Work to complete:
[1] Answer these questions using the biography of Petar Skok:
(a) Where did Skok study from 1900 to 1904?
(b) Under what pseudonym did he publish literary reviews as a gymnasium student?
(c) How many works does Žarko Muljačić's revised bibliography of Skok list?
[2] Resume the biography of Petar Skok after its final line.

Croatian linguist and onomastics expert

Petar Skok (/hr/; 1 March 1881 – 3 February 1956) was a Croatian linguist and onomastician. His central work is the four-volume etymological dictionary of Serbo-Croatian.

==Biography==
Skok was born to a Croatian family in the village of Jurkovo Selo, Žumberak. From 1892 to 1900 he attended the Higher Real Gymnasium in Rakovac near Karlovac. At the University of Vienna (1900 – 1904) he studied Romance and Germanic philology and Indo-European studies, passing his professorship exam in 1906. He received Ph.D. with a thesis on South French toponomastics.

As a high-school professor he taught in Banja Luka and served as a librarian of the Royal museum in Sarajevo. In the period from 1919 to his retirement, he worked at the Romance seminar department of the Faculty of Philosophy at the University of Zagreb, and taught French language and literature at Viša pedagoška škola in Zagreb.

He started writing as a gymnasium student, having published literary reviews under the pseudonym of P. S. Mikov. Later he devoted himself completely to southeastern Europe linguistic studies, chiefly of Romance languages: Vulgar Latin, Dalmatian, with special interest to Romance influence on Croatian dialects and other languages in Southeast Europe. He studied the history of Slavs, languages and interactions of languages from eastern coast of Adriatic into hinterland with special care to onomastics. Thanks to Skok's effort, the centre of Croatian onomastics studies has been since 1948 in the institution which is today Institute of Croatian Language and Linguistics.

Skok died in Zagreb.

==Works==
As a highly prolific writer, Skok published dozens of books and hundreds of research papers in journals; his revised bibliography by Žarko Muljačić extends it to more than 650 works. Some of his notable books are:
- Naša pomorska i ribarska terminologija na Jadranu [Our Sea-faring and Fishing Terminology on the Adriatic] (Split, 1933)
- Dolazak Slavena na Mediteran [The Arrival of Slavs on the Mediterranean] (Split, 1934)

Provided information:
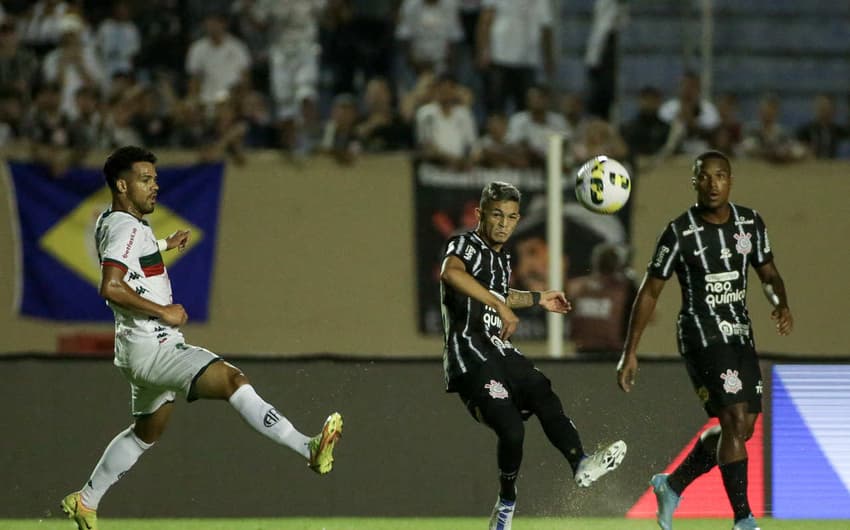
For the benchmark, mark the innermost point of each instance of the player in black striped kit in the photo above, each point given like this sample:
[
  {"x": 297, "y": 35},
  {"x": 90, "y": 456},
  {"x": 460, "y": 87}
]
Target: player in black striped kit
[
  {"x": 499, "y": 386},
  {"x": 710, "y": 248}
]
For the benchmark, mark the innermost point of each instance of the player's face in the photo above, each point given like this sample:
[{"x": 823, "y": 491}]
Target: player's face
[
  {"x": 141, "y": 188},
  {"x": 497, "y": 221},
  {"x": 713, "y": 183}
]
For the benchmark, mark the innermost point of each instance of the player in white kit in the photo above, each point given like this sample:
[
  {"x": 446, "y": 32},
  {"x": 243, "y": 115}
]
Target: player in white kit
[{"x": 150, "y": 349}]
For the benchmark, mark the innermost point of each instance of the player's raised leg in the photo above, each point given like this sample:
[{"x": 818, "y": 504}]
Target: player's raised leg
[
  {"x": 120, "y": 455},
  {"x": 222, "y": 380},
  {"x": 562, "y": 433},
  {"x": 736, "y": 428}
]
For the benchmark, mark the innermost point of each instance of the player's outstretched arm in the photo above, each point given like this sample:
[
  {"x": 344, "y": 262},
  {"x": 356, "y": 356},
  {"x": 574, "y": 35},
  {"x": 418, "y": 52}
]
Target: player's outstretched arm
[
  {"x": 115, "y": 289},
  {"x": 647, "y": 297},
  {"x": 554, "y": 301},
  {"x": 454, "y": 274},
  {"x": 774, "y": 289},
  {"x": 178, "y": 240}
]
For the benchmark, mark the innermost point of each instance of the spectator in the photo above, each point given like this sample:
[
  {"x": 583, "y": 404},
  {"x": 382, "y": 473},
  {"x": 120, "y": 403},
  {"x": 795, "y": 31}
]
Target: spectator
[
  {"x": 421, "y": 94},
  {"x": 599, "y": 138},
  {"x": 256, "y": 37},
  {"x": 381, "y": 129},
  {"x": 429, "y": 32},
  {"x": 120, "y": 117},
  {"x": 73, "y": 64},
  {"x": 226, "y": 134},
  {"x": 41, "y": 27},
  {"x": 18, "y": 65},
  {"x": 514, "y": 41},
  {"x": 49, "y": 133},
  {"x": 692, "y": 117},
  {"x": 823, "y": 134},
  {"x": 85, "y": 131},
  {"x": 530, "y": 129},
  {"x": 151, "y": 119},
  {"x": 340, "y": 137},
  {"x": 768, "y": 139},
  {"x": 646, "y": 133},
  {"x": 728, "y": 135},
  {"x": 217, "y": 63},
  {"x": 293, "y": 66},
  {"x": 601, "y": 303},
  {"x": 600, "y": 58},
  {"x": 12, "y": 115},
  {"x": 572, "y": 108},
  {"x": 255, "y": 112},
  {"x": 118, "y": 40},
  {"x": 445, "y": 129},
  {"x": 162, "y": 35},
  {"x": 496, "y": 151}
]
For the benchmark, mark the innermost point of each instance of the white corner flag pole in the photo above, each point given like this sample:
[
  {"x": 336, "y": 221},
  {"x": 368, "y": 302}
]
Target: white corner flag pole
[{"x": 554, "y": 238}]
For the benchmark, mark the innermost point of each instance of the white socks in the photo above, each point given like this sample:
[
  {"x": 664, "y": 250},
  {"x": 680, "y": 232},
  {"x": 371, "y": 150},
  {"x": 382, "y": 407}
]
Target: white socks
[
  {"x": 119, "y": 456},
  {"x": 266, "y": 420}
]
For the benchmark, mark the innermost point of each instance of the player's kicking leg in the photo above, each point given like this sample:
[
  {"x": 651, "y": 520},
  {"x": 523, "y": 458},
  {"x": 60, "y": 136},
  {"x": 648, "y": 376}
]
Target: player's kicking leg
[
  {"x": 562, "y": 433},
  {"x": 222, "y": 380},
  {"x": 120, "y": 455}
]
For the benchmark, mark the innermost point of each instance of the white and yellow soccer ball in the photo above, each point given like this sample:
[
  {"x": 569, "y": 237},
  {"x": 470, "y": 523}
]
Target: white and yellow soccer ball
[{"x": 603, "y": 185}]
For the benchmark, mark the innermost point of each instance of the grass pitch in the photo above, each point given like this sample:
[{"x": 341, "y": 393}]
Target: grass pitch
[{"x": 443, "y": 523}]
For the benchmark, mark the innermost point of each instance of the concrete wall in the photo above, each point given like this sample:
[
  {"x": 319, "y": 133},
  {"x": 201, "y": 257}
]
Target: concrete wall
[
  {"x": 407, "y": 445},
  {"x": 317, "y": 258}
]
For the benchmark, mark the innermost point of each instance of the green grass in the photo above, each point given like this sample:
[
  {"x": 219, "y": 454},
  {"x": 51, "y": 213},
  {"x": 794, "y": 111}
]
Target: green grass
[{"x": 446, "y": 523}]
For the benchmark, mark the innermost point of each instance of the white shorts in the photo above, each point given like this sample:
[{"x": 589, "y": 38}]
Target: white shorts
[
  {"x": 294, "y": 77},
  {"x": 157, "y": 376}
]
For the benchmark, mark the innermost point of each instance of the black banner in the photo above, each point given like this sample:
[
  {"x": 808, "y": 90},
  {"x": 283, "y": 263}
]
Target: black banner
[{"x": 445, "y": 205}]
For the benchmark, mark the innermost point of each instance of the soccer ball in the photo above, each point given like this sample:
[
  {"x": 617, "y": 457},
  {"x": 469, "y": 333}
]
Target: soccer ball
[{"x": 603, "y": 185}]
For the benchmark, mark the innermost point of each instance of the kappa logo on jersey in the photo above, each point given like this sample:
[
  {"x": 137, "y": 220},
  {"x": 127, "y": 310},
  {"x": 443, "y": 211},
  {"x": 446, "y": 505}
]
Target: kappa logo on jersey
[
  {"x": 731, "y": 382},
  {"x": 129, "y": 243},
  {"x": 744, "y": 245},
  {"x": 692, "y": 230},
  {"x": 496, "y": 389},
  {"x": 663, "y": 250},
  {"x": 271, "y": 417}
]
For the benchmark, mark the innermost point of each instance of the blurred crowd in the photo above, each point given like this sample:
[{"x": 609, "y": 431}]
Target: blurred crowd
[{"x": 457, "y": 82}]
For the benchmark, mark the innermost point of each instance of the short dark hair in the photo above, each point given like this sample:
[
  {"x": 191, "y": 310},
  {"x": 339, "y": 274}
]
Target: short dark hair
[
  {"x": 699, "y": 160},
  {"x": 121, "y": 160},
  {"x": 498, "y": 192}
]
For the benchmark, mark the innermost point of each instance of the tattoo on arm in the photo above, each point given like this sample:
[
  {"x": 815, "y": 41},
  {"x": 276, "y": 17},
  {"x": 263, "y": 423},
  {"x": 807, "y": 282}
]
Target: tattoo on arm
[{"x": 519, "y": 299}]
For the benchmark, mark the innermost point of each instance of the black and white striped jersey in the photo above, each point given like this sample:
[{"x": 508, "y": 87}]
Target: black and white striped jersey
[
  {"x": 711, "y": 263},
  {"x": 470, "y": 328}
]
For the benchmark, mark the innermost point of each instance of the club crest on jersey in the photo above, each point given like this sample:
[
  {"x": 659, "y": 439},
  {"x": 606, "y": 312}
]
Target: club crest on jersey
[
  {"x": 496, "y": 389},
  {"x": 731, "y": 382},
  {"x": 744, "y": 245}
]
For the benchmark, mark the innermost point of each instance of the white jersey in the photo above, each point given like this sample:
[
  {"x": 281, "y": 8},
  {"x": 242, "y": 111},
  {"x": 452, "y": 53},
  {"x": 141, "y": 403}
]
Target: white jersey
[
  {"x": 128, "y": 243},
  {"x": 294, "y": 23}
]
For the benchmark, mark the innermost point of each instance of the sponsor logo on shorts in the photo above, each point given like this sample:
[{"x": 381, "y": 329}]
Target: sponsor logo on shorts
[
  {"x": 729, "y": 328},
  {"x": 663, "y": 250},
  {"x": 731, "y": 383},
  {"x": 744, "y": 246},
  {"x": 271, "y": 417},
  {"x": 497, "y": 390}
]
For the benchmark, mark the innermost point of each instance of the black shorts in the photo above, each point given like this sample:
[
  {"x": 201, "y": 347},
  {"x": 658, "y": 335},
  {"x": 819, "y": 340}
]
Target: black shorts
[
  {"x": 501, "y": 380},
  {"x": 724, "y": 375}
]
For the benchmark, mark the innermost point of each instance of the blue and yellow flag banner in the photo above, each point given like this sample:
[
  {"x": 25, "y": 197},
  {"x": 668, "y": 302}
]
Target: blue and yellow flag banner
[{"x": 59, "y": 273}]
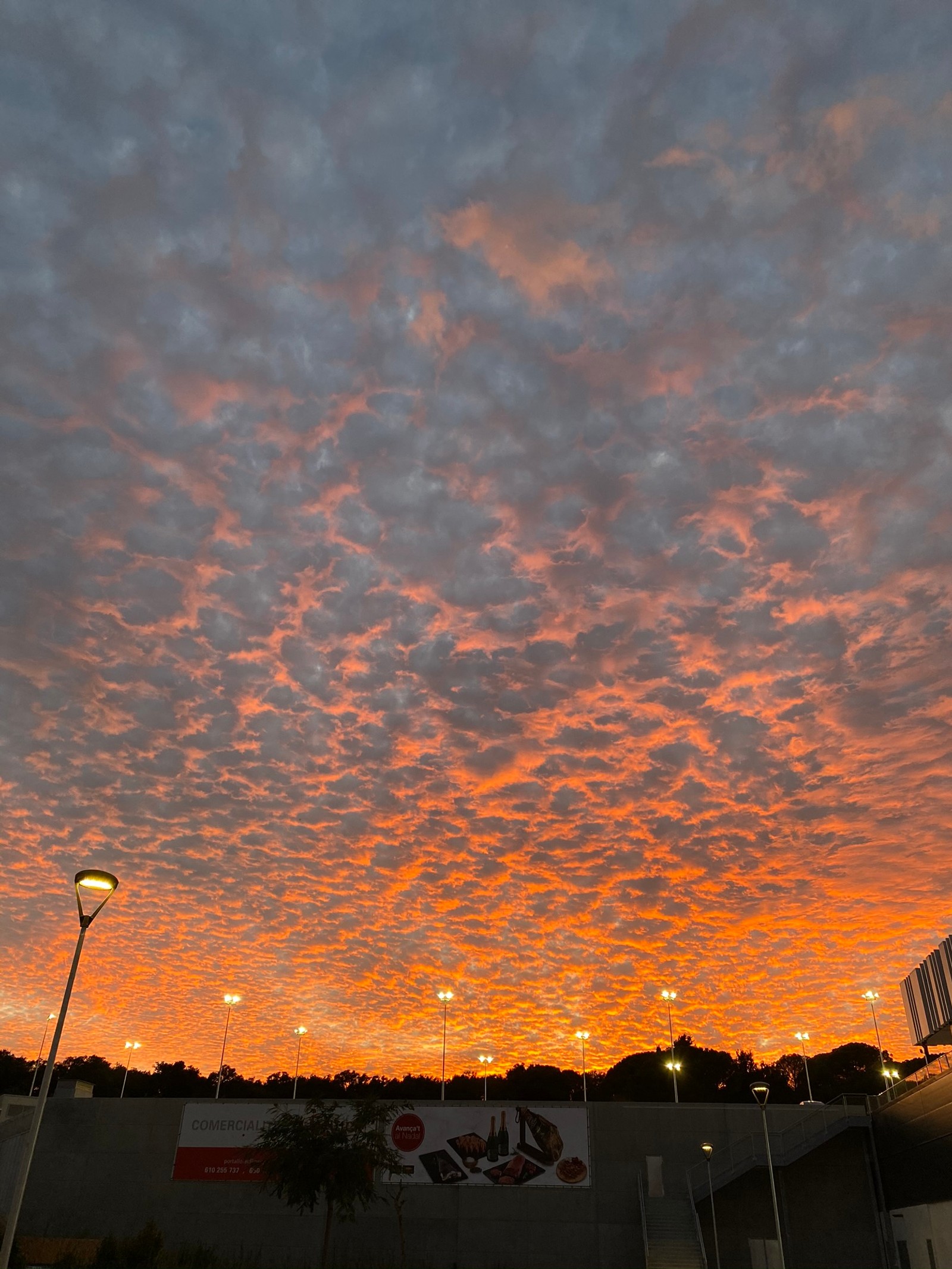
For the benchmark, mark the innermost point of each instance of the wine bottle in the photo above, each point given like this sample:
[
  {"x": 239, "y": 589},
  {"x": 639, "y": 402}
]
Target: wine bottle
[
  {"x": 503, "y": 1136},
  {"x": 493, "y": 1143}
]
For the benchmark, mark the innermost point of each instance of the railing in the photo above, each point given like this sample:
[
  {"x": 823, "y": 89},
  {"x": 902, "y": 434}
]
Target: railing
[
  {"x": 644, "y": 1217},
  {"x": 934, "y": 1069},
  {"x": 697, "y": 1223},
  {"x": 812, "y": 1130}
]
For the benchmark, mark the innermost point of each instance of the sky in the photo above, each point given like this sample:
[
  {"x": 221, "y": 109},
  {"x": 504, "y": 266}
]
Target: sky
[{"x": 475, "y": 514}]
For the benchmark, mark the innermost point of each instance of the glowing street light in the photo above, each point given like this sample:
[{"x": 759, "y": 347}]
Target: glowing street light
[
  {"x": 487, "y": 1058},
  {"x": 40, "y": 1056},
  {"x": 230, "y": 1000},
  {"x": 93, "y": 889},
  {"x": 804, "y": 1037},
  {"x": 668, "y": 997},
  {"x": 871, "y": 998},
  {"x": 300, "y": 1032},
  {"x": 762, "y": 1093},
  {"x": 446, "y": 997},
  {"x": 707, "y": 1150},
  {"x": 131, "y": 1045},
  {"x": 583, "y": 1037}
]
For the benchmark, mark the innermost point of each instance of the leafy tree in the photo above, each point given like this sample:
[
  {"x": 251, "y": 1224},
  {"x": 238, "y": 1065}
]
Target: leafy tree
[{"x": 331, "y": 1152}]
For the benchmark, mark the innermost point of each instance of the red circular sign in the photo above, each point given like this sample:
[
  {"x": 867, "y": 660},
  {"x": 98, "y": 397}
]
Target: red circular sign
[{"x": 406, "y": 1133}]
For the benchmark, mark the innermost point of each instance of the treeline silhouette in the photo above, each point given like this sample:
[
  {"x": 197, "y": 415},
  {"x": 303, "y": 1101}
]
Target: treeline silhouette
[{"x": 705, "y": 1075}]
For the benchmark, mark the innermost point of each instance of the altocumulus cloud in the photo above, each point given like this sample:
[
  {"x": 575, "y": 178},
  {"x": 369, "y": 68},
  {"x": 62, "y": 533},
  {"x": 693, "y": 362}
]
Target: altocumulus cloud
[{"x": 475, "y": 510}]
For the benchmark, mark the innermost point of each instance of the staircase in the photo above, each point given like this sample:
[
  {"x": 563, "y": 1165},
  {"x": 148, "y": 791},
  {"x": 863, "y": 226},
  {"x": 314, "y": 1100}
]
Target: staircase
[{"x": 671, "y": 1233}]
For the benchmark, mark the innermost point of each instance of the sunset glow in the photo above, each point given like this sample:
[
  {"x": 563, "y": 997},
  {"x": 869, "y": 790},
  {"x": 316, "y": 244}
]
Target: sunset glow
[{"x": 477, "y": 510}]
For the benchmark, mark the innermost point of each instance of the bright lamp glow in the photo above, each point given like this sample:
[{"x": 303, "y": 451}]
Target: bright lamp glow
[{"x": 93, "y": 886}]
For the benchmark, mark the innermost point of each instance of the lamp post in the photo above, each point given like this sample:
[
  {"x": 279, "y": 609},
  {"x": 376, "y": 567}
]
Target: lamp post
[
  {"x": 131, "y": 1045},
  {"x": 40, "y": 1056},
  {"x": 93, "y": 889},
  {"x": 762, "y": 1093},
  {"x": 583, "y": 1037},
  {"x": 300, "y": 1032},
  {"x": 707, "y": 1149},
  {"x": 230, "y": 1000},
  {"x": 486, "y": 1058},
  {"x": 446, "y": 997},
  {"x": 872, "y": 997},
  {"x": 804, "y": 1037},
  {"x": 668, "y": 997}
]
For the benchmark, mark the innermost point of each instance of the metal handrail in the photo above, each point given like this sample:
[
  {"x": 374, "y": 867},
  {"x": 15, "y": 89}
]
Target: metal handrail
[
  {"x": 644, "y": 1217},
  {"x": 934, "y": 1069},
  {"x": 738, "y": 1157},
  {"x": 697, "y": 1223}
]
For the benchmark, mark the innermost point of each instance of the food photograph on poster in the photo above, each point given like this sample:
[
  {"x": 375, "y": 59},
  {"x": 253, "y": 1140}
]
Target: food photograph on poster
[{"x": 494, "y": 1145}]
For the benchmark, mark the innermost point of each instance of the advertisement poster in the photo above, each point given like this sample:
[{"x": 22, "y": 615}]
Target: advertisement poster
[
  {"x": 216, "y": 1140},
  {"x": 491, "y": 1145},
  {"x": 477, "y": 1143}
]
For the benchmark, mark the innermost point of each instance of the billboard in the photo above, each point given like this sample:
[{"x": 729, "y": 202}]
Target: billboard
[
  {"x": 483, "y": 1143},
  {"x": 480, "y": 1143},
  {"x": 927, "y": 995},
  {"x": 216, "y": 1140}
]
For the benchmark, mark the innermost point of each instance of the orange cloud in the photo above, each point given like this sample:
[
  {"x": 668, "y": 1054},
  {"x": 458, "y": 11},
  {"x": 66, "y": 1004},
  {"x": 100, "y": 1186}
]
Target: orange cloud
[{"x": 518, "y": 248}]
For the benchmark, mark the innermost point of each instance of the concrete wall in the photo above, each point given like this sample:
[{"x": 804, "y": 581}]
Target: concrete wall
[
  {"x": 828, "y": 1210},
  {"x": 926, "y": 1235},
  {"x": 105, "y": 1167},
  {"x": 915, "y": 1143}
]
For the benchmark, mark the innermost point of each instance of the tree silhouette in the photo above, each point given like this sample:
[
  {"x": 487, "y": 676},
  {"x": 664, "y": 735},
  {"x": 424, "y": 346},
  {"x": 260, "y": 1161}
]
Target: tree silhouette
[{"x": 329, "y": 1151}]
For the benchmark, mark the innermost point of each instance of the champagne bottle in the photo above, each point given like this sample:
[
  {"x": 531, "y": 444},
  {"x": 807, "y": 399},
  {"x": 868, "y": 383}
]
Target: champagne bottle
[
  {"x": 493, "y": 1143},
  {"x": 503, "y": 1136}
]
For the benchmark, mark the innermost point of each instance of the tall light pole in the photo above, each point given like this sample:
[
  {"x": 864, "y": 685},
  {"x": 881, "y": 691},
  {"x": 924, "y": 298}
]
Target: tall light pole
[
  {"x": 40, "y": 1056},
  {"x": 131, "y": 1045},
  {"x": 583, "y": 1037},
  {"x": 300, "y": 1032},
  {"x": 486, "y": 1058},
  {"x": 230, "y": 1000},
  {"x": 762, "y": 1093},
  {"x": 872, "y": 997},
  {"x": 93, "y": 889},
  {"x": 446, "y": 997},
  {"x": 668, "y": 997},
  {"x": 707, "y": 1149},
  {"x": 804, "y": 1037}
]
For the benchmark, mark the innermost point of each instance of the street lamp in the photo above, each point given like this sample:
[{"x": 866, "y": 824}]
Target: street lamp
[
  {"x": 230, "y": 1000},
  {"x": 668, "y": 997},
  {"x": 36, "y": 1066},
  {"x": 707, "y": 1150},
  {"x": 872, "y": 997},
  {"x": 804, "y": 1037},
  {"x": 446, "y": 997},
  {"x": 487, "y": 1058},
  {"x": 131, "y": 1045},
  {"x": 762, "y": 1093},
  {"x": 583, "y": 1037},
  {"x": 300, "y": 1032},
  {"x": 93, "y": 889}
]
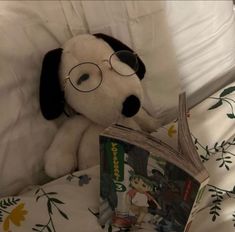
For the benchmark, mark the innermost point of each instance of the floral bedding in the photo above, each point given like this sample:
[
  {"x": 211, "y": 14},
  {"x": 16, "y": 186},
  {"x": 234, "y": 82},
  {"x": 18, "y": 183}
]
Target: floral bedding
[{"x": 71, "y": 202}]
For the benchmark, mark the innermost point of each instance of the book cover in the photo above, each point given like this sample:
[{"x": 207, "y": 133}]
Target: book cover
[{"x": 142, "y": 191}]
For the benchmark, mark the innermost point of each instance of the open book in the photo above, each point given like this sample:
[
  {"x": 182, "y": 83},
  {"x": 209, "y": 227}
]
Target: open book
[{"x": 146, "y": 185}]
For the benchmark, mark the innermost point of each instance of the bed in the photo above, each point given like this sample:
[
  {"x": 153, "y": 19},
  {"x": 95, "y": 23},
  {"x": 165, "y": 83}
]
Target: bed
[{"x": 190, "y": 47}]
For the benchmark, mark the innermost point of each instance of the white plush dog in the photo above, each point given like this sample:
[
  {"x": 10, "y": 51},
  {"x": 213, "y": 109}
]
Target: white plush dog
[{"x": 96, "y": 80}]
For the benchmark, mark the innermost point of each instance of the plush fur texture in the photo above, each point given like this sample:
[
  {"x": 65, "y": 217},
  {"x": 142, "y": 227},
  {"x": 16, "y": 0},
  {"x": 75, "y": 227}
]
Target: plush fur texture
[{"x": 117, "y": 99}]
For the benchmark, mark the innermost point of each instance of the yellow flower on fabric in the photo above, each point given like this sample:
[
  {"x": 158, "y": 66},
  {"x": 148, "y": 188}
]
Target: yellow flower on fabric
[
  {"x": 172, "y": 131},
  {"x": 16, "y": 216}
]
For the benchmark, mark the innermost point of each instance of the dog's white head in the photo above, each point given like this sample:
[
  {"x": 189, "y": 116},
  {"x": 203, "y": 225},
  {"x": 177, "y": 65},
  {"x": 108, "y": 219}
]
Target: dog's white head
[{"x": 96, "y": 75}]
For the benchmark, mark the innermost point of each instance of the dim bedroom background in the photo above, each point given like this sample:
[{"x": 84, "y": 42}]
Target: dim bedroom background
[{"x": 186, "y": 46}]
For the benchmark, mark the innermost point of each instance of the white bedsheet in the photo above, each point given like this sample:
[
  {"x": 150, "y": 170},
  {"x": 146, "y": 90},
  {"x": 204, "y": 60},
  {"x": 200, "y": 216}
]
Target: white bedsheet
[
  {"x": 28, "y": 29},
  {"x": 71, "y": 203}
]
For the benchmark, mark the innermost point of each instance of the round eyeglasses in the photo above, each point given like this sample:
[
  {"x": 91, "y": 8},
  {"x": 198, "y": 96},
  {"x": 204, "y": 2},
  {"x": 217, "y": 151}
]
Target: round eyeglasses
[{"x": 87, "y": 76}]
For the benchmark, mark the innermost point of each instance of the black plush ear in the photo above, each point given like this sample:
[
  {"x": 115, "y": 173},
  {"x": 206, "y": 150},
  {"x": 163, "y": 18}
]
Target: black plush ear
[
  {"x": 117, "y": 45},
  {"x": 51, "y": 96}
]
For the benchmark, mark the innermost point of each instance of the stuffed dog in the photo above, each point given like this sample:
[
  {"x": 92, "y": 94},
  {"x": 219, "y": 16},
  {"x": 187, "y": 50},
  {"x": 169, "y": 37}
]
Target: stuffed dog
[{"x": 96, "y": 81}]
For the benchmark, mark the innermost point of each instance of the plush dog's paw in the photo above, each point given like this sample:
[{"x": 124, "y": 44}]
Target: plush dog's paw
[{"x": 59, "y": 164}]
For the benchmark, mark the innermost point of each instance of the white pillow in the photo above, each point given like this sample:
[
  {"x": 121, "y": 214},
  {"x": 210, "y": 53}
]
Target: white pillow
[
  {"x": 28, "y": 31},
  {"x": 203, "y": 35}
]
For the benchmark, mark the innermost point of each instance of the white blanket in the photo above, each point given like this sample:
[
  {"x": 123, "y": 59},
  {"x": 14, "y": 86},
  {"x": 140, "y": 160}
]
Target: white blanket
[{"x": 71, "y": 203}]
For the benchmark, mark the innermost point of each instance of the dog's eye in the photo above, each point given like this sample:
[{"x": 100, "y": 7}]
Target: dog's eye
[{"x": 83, "y": 78}]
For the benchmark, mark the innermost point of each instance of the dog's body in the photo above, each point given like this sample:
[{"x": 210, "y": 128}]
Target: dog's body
[{"x": 117, "y": 98}]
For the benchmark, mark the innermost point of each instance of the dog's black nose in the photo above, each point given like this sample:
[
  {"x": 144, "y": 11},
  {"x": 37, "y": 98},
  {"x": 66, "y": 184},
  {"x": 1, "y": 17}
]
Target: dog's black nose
[{"x": 131, "y": 106}]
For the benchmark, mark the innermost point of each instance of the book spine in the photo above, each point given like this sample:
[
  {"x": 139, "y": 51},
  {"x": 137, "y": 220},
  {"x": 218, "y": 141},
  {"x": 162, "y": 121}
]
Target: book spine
[{"x": 196, "y": 204}]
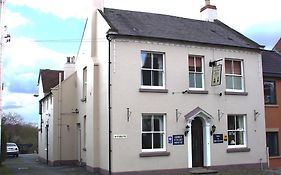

Response list:
[1]
(a) At the University of Vienna.
(b) P. S. Mikov.
(c) More than 650.

[2]
- Pregled francuske gramatike I–II [An Overview of French Grammar] (Zagreb, 1938–1939)
- Osnove romanske lingvistike, I–III [The Basics of Romance Linguistics] (Zagreb, 1940)
- Slavenstvo i romanstvo na jadranskim otocima: Toponomastička istraživanja I–II [Slavic and Romance on the Adriatic Islands: Toponomastic Studies] (Zagreb, 1950)
- Etimologijski rječnik hrvatskoga ili srpskoga jezika I-IV [An Etymological Dictionary of Croatian or Serbian Language] (Zagreb, 1971–1974)

He left in manuscript an unfinished etymological dictionary that was published posthumously by his disciple and co-worker Valentin Putanec in four volumes under the title of Etimologijski rječnik hrvatskoga ili srpskoga jezika, 1971–1974. It is the most extensive complete Serbo-Croatian etymological dictionary, with more than 10 000 headwords. In the words of academic August Kovačec, Skok's etymological dictionary is a synthesis of "his scientific efforts as a whole in the fields of etymology and linguistics generally" and represents the most notable "contribution of a scientific individual to Croatian language and the study of Croatian language in the 20th century".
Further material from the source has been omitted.